## Task item
According to the episode commentary below, what two purposes does Kai's having magic serve?

(Document excerpt begins)

Any chance at a redemptive arc for Kai seems to be gone but, then again, Klaus killed Aunt Jenna and then got his own show, so what do I know?

Kai does now have Jo, the twins and Elena, which will likely force through a showdown in the mid-season premiere. I’m not sure how I feel about Elena being targeted, since I can already see how things will play out and it’s going to pull focus away from Damon’s valiant efforts to rescue Bonnie, but I guess the writers needed some way to engineer some relevance for their heroine.

Kai also has magic, serving the dual purpose of bringing down the Mystic Falls no-magic barrier and making Kai a much more threatening presence in a world full of vampires. Jo has magic too, though, and a huge part of me is hoping that all four of the Gemini clan will make it out of the season alive.

(Document excerpt ends)
(Source material begins)

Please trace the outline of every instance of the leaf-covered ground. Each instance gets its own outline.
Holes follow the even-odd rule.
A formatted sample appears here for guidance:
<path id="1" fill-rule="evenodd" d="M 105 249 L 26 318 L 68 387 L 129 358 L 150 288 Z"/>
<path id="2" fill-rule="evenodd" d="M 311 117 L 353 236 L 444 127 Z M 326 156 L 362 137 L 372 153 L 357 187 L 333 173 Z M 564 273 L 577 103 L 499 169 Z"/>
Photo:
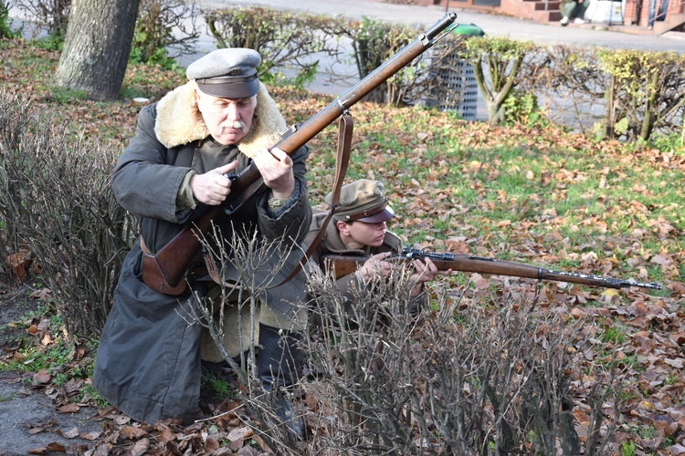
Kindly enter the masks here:
<path id="1" fill-rule="evenodd" d="M 121 101 L 79 100 L 50 88 L 58 58 L 56 52 L 24 41 L 0 41 L 0 90 L 30 97 L 75 134 L 121 147 L 132 135 L 141 107 L 132 98 L 154 101 L 184 82 L 181 74 L 134 67 L 127 72 Z M 271 92 L 290 123 L 306 119 L 332 99 L 291 88 Z M 622 444 L 630 441 L 637 454 L 685 452 L 685 150 L 637 152 L 554 126 L 497 128 L 413 108 L 359 103 L 352 113 L 355 133 L 347 181 L 367 177 L 385 183 L 397 214 L 390 229 L 408 244 L 664 285 L 660 291 L 616 292 L 543 283 L 540 305 L 568 318 L 586 318 L 593 326 L 596 337 L 579 335 L 573 347 L 586 366 L 609 363 L 612 355 L 621 363 L 627 401 L 611 452 L 626 451 L 630 447 Z M 322 202 L 332 185 L 336 135 L 329 127 L 310 143 L 313 204 Z M 468 290 L 467 305 L 479 290 L 530 298 L 536 287 L 530 280 L 479 275 L 445 280 L 455 290 Z M 18 319 L 12 337 L 19 337 L 18 331 L 28 343 L 49 349 L 59 335 L 41 330 L 41 321 L 39 316 Z M 9 328 L 3 328 L 4 335 Z M 21 358 L 18 347 L 4 348 L 4 363 Z M 69 366 L 85 366 L 93 355 L 88 347 L 67 353 Z M 46 387 L 36 374 L 39 388 L 74 388 Z M 54 378 L 44 379 L 49 385 Z M 589 420 L 584 392 L 592 379 L 576 380 L 574 415 L 582 435 Z M 56 407 L 70 403 L 68 395 L 58 397 L 62 402 Z M 100 414 L 111 411 L 102 409 Z M 173 423 L 139 427 L 121 415 L 111 417 L 90 454 L 104 448 L 117 454 L 153 448 L 162 453 L 163 447 L 180 452 L 204 448 L 210 454 L 219 441 L 239 447 L 243 439 L 257 442 L 254 451 L 264 451 L 235 415 L 189 429 Z"/>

(Source material ends)

## Completed task
Kai's magic brings down the Mystic Falls no-magic barrier, and it makes Kai a much more threatening presence in a world full of vampires.